TEXTE PROPOSÉ
<<<<

A PARTIR d'une analyse de tissus cérébraux de sujets atteints de maladie d'Alzheimer à différents stades cliniques ainsi que de modèles murins, une équipe de chercheurs de Baltimore propose une piste nouvelle dans la compréhension de la physiopathologie de cette affection. Outre le rôle de la protéine bêta-amyloïde et de l'existence d'un stress oxydatif dans la maladie, les auteurs suggèrent la participation du métabolisme des céramides et du cholestérol dans le dysfonctionnement des neurones et leur apoptose. On désigne sous le terme de céramides des médiateurs lipidiques générés par l'action des sphingomyélinases sur la sphingomyéline à l'occasion d'un stress oxydatif. Ils jouent un rôle dans certains processus physiologiques clés tels que la prolifération cellulaire, la différenciation et l'apoptose. Leur participation dans la physiopathologie de certaines maladies neurologiques (AVC ou maladie de Parkinson) a été établie.
L'étude des chercheurs de Baltimore a permis de préciser les anomalies du métabolisme des sphingolipides et du cholestérol qui surviennent avec l'âge chez des sujets sains et chez des personnes atteintes de maladie d'Alzheimer.
Une séquence d'événements.
Globalement, une séquence des événements physiopathologiques survenant au cours de cette maladie a été proposée par les chercheurs.
Certains facteurs génétiques et environnementaux, associés au processus physiologique de l'âge, pourraient induire une modification de la sécrétion normale du précurseur de la protéine amyloïde et entraîner une production majorée de protéines bêta-amyloïde et son agrégation au sein du tissus nerveux. Cette agrégation entraîne à son tour un stress oxydation au niveau des membranes cellulaires neuronales, ce qui a pour conséquence d'altérer le métabolisme des lipides membranaires et de majorer la quantité de céramides et de cholestérol présents à ce niveau. C'est cette modification du métabolisme lipidique qui, associée à l'existence d'un stress oxydatif, induit une dysfonction synaptique et une dégénération des neurones.

>>>>

DONNÉES DES EXERCICES
<<<<

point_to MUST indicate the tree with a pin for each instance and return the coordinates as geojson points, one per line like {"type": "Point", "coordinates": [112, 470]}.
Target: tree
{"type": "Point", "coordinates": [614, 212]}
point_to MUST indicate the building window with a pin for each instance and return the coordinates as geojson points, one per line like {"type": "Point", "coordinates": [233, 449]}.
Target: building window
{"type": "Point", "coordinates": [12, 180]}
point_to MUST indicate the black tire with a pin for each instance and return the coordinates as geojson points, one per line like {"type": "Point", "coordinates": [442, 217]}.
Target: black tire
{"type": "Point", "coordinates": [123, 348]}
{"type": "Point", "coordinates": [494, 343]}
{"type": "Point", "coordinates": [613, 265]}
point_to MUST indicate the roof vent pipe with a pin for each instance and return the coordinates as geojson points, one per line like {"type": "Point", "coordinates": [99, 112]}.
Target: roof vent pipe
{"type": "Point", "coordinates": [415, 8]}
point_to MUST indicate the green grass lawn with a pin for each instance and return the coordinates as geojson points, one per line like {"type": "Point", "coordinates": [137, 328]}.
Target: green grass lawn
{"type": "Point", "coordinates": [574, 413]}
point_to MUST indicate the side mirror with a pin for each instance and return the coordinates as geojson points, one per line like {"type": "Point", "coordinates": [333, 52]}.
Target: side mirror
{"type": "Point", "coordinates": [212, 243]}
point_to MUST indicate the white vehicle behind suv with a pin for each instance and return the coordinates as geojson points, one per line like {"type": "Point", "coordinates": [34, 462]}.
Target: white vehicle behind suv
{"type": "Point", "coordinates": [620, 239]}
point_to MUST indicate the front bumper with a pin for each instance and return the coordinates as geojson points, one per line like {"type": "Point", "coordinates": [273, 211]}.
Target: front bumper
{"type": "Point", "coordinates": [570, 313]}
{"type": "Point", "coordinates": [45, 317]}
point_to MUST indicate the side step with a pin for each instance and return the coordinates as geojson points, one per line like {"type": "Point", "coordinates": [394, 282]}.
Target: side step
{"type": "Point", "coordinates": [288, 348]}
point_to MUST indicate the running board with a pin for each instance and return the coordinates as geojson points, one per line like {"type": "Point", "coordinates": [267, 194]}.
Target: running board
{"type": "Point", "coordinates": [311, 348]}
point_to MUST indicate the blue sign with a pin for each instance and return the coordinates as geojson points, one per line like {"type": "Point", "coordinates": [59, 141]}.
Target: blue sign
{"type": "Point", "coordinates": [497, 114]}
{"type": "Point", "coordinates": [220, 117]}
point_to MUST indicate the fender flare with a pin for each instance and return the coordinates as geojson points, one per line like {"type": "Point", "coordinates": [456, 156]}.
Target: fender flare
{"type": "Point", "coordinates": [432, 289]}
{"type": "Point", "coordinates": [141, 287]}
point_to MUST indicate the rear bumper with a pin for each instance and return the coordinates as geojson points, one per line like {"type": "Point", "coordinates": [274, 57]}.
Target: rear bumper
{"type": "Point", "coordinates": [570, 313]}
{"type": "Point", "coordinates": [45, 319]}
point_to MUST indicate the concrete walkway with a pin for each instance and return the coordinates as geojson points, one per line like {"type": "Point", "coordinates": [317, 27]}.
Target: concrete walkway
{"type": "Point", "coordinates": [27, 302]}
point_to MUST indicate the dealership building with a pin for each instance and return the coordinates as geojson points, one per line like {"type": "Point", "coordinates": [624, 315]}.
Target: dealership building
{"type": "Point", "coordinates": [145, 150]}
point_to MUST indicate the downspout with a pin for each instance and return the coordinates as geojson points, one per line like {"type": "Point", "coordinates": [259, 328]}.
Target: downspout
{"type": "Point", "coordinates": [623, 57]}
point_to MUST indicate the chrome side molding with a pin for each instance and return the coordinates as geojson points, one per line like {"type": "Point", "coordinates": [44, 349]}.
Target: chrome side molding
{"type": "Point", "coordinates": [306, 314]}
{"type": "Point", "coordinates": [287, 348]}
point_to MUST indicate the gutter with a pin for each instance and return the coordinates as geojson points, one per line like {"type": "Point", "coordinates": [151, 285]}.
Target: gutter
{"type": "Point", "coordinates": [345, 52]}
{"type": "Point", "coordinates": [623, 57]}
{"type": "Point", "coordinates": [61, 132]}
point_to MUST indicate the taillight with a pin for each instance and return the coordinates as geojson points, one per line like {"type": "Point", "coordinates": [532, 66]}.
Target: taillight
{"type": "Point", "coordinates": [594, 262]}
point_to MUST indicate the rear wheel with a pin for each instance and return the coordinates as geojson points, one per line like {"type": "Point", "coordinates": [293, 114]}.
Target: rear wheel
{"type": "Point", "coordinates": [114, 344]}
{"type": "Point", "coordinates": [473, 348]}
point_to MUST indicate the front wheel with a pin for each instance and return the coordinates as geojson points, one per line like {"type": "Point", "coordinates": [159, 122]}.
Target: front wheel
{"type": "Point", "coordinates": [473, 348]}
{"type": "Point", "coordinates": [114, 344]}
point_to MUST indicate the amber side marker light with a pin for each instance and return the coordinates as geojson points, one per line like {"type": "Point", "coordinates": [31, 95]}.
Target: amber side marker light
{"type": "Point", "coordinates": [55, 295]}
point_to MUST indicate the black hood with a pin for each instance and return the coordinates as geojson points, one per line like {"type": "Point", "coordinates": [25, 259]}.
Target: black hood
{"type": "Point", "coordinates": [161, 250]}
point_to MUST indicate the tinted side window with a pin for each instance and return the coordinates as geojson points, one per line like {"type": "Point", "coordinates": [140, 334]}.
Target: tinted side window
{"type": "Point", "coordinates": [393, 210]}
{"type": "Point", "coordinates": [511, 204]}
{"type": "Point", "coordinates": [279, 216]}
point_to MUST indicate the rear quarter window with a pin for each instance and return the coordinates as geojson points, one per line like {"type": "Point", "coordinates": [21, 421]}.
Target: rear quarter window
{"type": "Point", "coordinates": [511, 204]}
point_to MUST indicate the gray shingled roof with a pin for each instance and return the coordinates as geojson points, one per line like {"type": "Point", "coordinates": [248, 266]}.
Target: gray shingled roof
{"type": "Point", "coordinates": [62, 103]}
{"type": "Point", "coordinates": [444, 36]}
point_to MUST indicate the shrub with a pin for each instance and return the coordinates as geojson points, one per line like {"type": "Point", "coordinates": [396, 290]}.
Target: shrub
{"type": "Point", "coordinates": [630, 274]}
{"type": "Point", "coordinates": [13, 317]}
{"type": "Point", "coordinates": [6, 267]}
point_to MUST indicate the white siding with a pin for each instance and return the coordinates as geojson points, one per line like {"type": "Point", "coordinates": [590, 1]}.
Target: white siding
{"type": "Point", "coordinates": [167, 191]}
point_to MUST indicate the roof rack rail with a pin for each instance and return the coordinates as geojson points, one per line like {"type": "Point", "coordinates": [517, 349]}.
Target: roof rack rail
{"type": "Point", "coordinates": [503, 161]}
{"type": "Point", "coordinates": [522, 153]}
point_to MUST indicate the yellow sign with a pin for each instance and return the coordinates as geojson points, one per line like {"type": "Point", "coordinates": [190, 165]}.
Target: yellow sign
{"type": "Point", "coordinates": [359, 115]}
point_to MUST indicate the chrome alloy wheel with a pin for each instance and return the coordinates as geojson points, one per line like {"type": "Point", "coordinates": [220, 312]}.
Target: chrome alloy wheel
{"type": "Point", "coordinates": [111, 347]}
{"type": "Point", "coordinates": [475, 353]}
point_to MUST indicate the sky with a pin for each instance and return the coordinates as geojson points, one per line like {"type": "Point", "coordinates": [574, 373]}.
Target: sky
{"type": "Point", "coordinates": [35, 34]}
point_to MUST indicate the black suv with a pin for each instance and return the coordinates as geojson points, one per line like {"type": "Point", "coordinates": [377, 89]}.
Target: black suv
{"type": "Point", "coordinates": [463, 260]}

>>>>

EXERCICES À RÉALISER
1: D'après le texte sur la maladie d'Alzheimer, sous l'action de quelles enzymes et sur quelle substance les céramides sont-ils générés ?
2: Recopiez le passage du texte sur la maladie d'Alzheimer qui commence par « Certains facteurs génétiques » et se poursuit jusqu'à « dégénération des neurones. », en renommant « neurones » en « cellules nerveuses ».
Ces enregistrements sont tirés d'une source distincte.

CORRIGÉ DES EXERCICES
1: Sous l'action des sphingomyélinases sur la sphingomyéline.

2:
Certains facteurs génétiques et environnementaux, associés au processus physiologique de l'âge, pourraient induire une modification de la sécrétion normale du précurseur de la protéine amyloïde et entraîner une production majorée de protéines bêta-amyloïde et son agrégation au sein du tissus nerveux. Cette agrégation entraîne à son tour un stress oxydation au niveau des membranes cellulaires neuronales, ce qui a pour conséquence d'altérer le métabolisme des lipides membranaires et de majorer la quantité de céramides et de cholestérol présents à ce niveau. C'est cette modification du métabolisme lipidique qui, associée à l'existence d'un stress oxydatif, induit une dysfonction synaptique et une dégénération des cellules nerveuses.